What is being asked - Copy out every one of the records below word for word, leaving the pictures out.

Source data -
____
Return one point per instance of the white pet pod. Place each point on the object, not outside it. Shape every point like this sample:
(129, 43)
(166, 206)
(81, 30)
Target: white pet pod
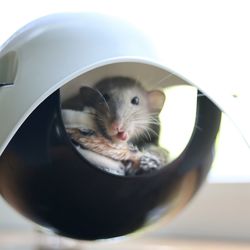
(41, 173)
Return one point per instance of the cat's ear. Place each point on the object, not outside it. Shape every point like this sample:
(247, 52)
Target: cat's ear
(156, 99)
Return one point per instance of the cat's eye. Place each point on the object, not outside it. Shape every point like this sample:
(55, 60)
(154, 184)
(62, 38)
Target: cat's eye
(106, 97)
(135, 100)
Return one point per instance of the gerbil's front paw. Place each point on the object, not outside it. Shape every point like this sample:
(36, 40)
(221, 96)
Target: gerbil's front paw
(148, 163)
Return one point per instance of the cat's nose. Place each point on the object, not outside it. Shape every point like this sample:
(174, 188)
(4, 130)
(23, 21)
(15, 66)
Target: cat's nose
(117, 126)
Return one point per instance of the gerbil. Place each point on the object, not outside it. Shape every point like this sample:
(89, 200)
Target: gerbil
(125, 111)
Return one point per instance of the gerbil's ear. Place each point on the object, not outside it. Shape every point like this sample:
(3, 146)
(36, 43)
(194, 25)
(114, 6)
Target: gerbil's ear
(89, 96)
(156, 100)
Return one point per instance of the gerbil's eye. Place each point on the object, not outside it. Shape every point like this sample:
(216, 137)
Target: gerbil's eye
(106, 97)
(135, 100)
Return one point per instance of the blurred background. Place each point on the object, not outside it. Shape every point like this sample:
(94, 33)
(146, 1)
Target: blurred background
(220, 211)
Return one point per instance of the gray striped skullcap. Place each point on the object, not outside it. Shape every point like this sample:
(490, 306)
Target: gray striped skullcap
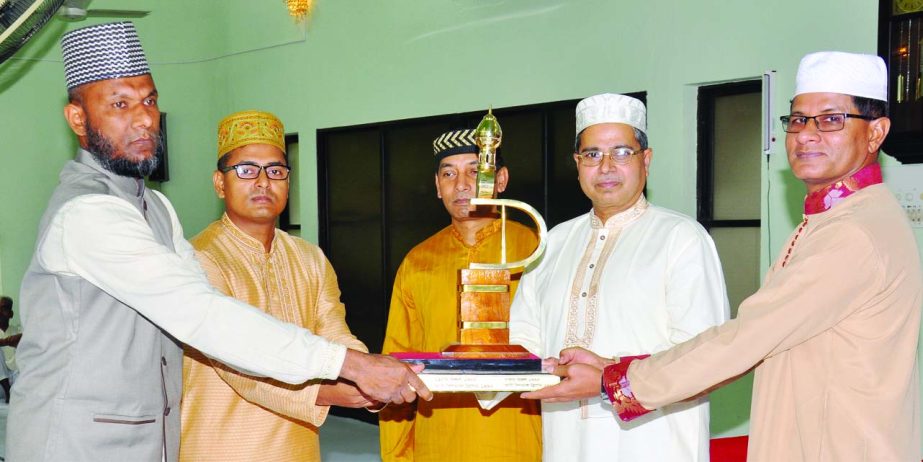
____
Complete answer -
Return one point per instance of the white pet pod. Place each point on the object, not outside it. Shape every point like this sample:
(129, 43)
(166, 206)
(81, 30)
Target: white pet pod
(41, 173)
Return one point per instance of the cat's ear. Place each point on the object, not outside it. Shape every point like this sample:
(247, 52)
Target: cat's ear
(156, 99)
Return one point per instance of the cat's eye. Place each point on the object, not outside it. Shape every point like this sample:
(55, 60)
(154, 184)
(62, 38)
Target: cat's eye
(106, 97)
(135, 100)
Return one point per instance of the gerbil's front paw. Place each point on the object, not outside it. Shape every point like this sample:
(36, 40)
(221, 96)
Target: gerbil's front paw
(148, 163)
Return one point per instance of the cat's nose. Place each point on the object, not outside it. Shape every point like this sample:
(174, 188)
(4, 130)
(23, 21)
(15, 66)
Target: cat's nose
(117, 126)
Return one point per instance of the gerbil. Place each point on the object, not outside it. Shape every point like this sample:
(89, 200)
Target: gerbil
(125, 111)
Return one point per instance of the gerbil's ear. Place each point on the object, not outside it. Shape every point like this sample:
(3, 146)
(36, 43)
(194, 25)
(114, 6)
Target: gerbil's ear
(89, 96)
(156, 100)
Return one point per instance of the gerbil's eye. Place each point on the object, not outside it. Shape every point like this sample:
(216, 137)
Target: gerbil's eye
(106, 97)
(135, 100)
Return one point per instance of the blurred background. Place each point on the object, not outside it. Shape every point like this sample:
(94, 33)
(146, 1)
Target: blurred background
(220, 211)
Return one point per instance of the gray striped skullcap. Place each point on the object, not outside it. Shape every point like this sample:
(490, 306)
Target: gray striped skullcap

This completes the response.